> _Work required_
For each line below with the word "path", write out a copy.

*** Given information ***

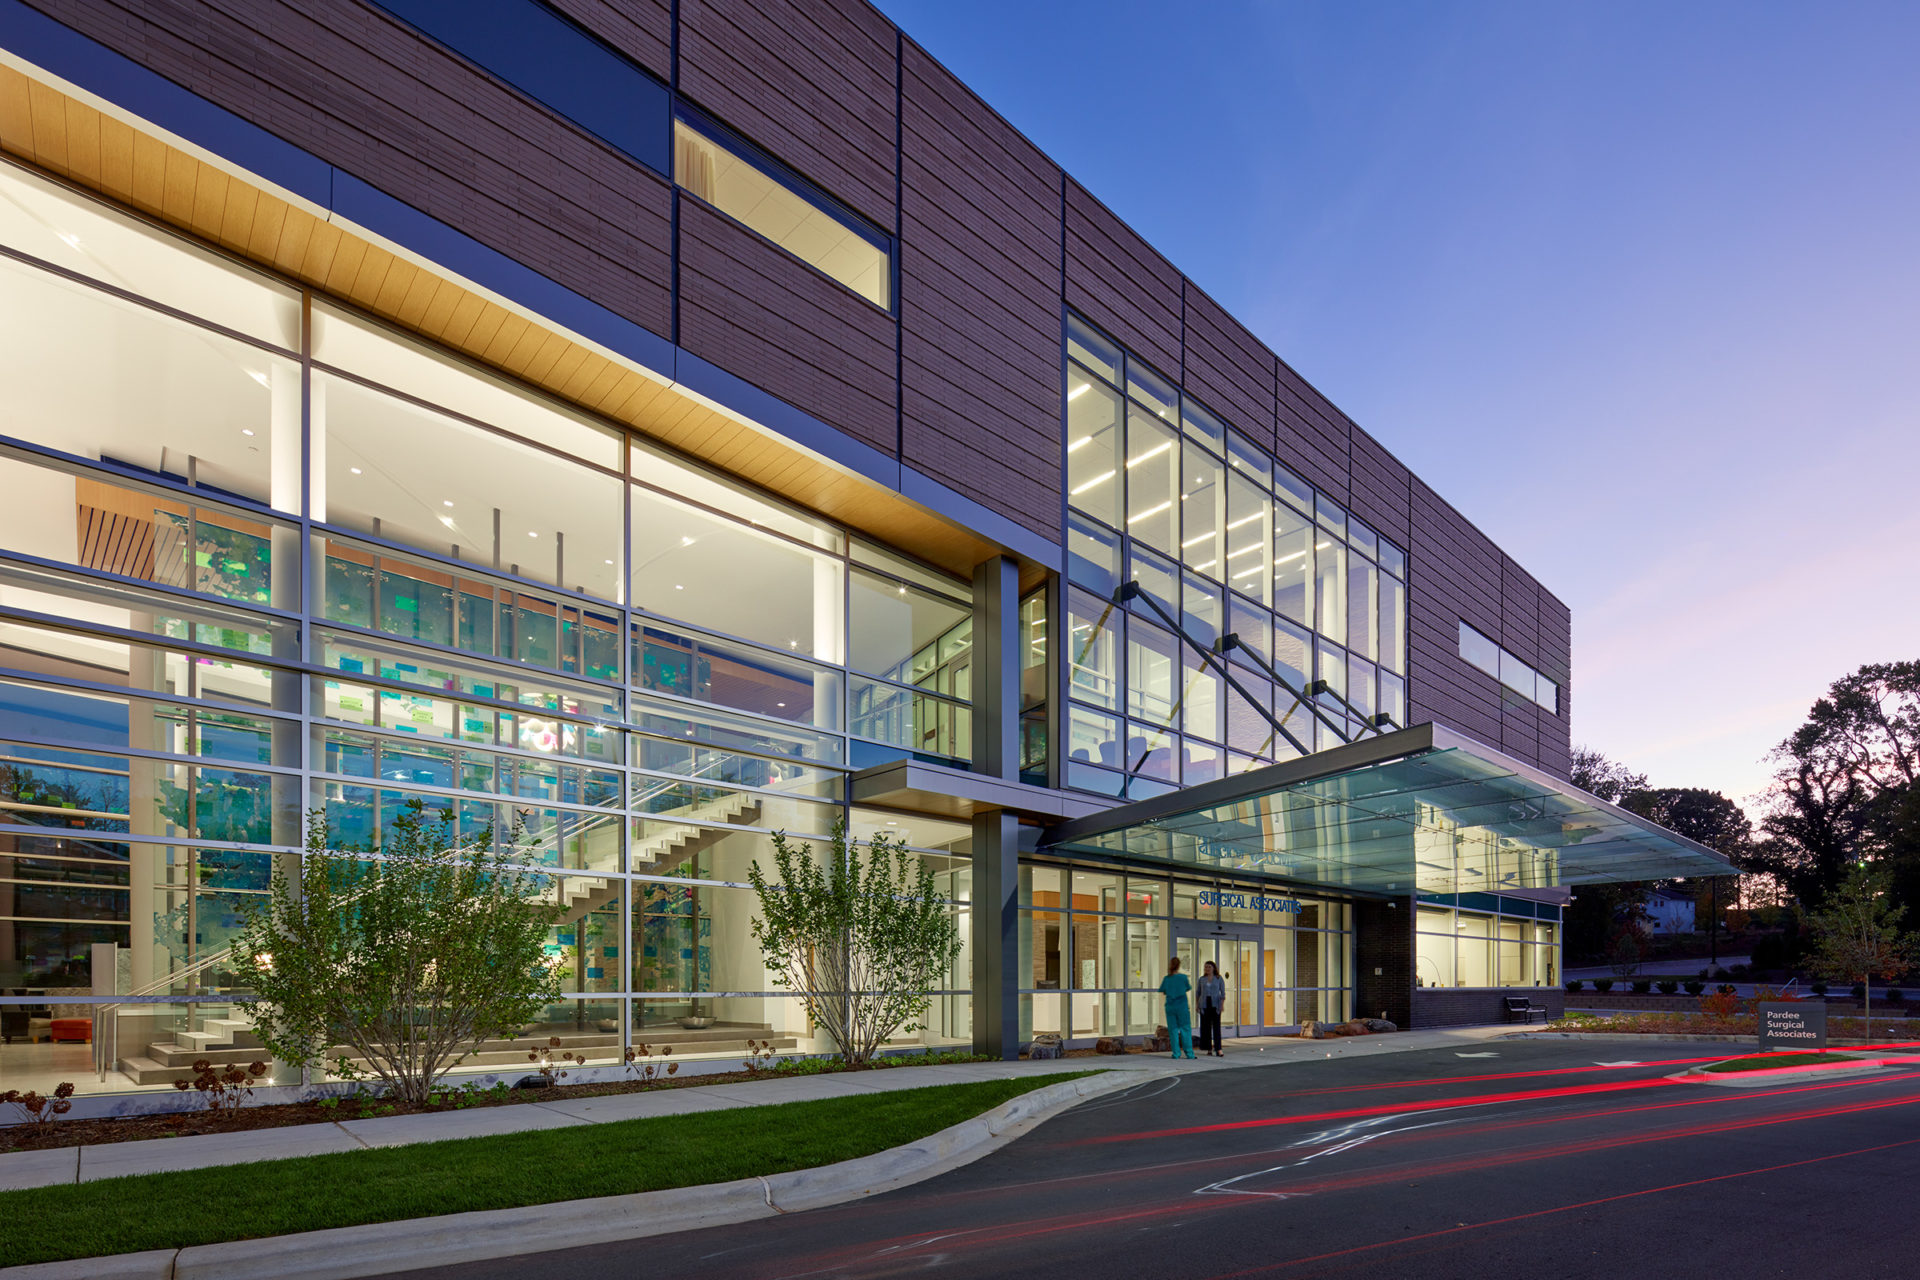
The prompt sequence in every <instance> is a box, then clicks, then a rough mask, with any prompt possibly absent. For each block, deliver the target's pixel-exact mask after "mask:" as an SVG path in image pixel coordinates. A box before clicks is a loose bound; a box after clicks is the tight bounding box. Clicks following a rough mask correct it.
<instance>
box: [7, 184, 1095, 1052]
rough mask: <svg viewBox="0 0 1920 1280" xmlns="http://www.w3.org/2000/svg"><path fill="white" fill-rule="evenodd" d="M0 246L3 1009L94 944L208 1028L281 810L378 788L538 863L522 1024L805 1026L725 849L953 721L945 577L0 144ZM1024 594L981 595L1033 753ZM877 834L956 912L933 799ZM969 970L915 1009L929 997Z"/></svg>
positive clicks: (85, 983) (1044, 692)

*** End of Given information ***

> _Completed exercise_
The prompt sequence in every <instance> is a box, then clicks, then a rough mask, with any prompt possibly absent. For each block, deliver the target's pixel-exact mask after "mask:" as an SVG path in image pixel coordinates. A box before clicks is a loose bound; a box after clicks is the tight bounding box. Clicks following a rough mask correct it.
rough mask: <svg viewBox="0 0 1920 1280" xmlns="http://www.w3.org/2000/svg"><path fill="white" fill-rule="evenodd" d="M0 246L3 1009L94 944L208 1028L281 810L378 788L538 863L522 1024L805 1026L725 849L953 721L945 577L0 144ZM1024 594L981 595L1033 753ZM877 834L956 912L933 799ZM969 970L915 1009L929 997Z"/></svg>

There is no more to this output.